Put every line of the records below into a numbered list, leaving out blank lines and the pictures.

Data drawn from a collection
━━━━━━

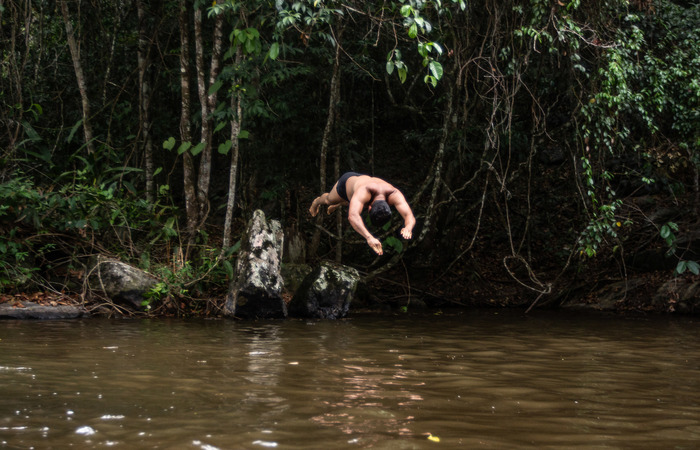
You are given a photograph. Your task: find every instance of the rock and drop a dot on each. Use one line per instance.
(121, 282)
(294, 246)
(678, 295)
(326, 292)
(256, 290)
(31, 310)
(293, 275)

━━━━━━

Result of this task -
1. You are given a photograph. Your task: find every instance of the rock and drop a dot on each. Use one line per instance.
2. (121, 282)
3. (294, 246)
4. (678, 295)
5. (326, 292)
6. (256, 290)
7. (31, 310)
8. (293, 275)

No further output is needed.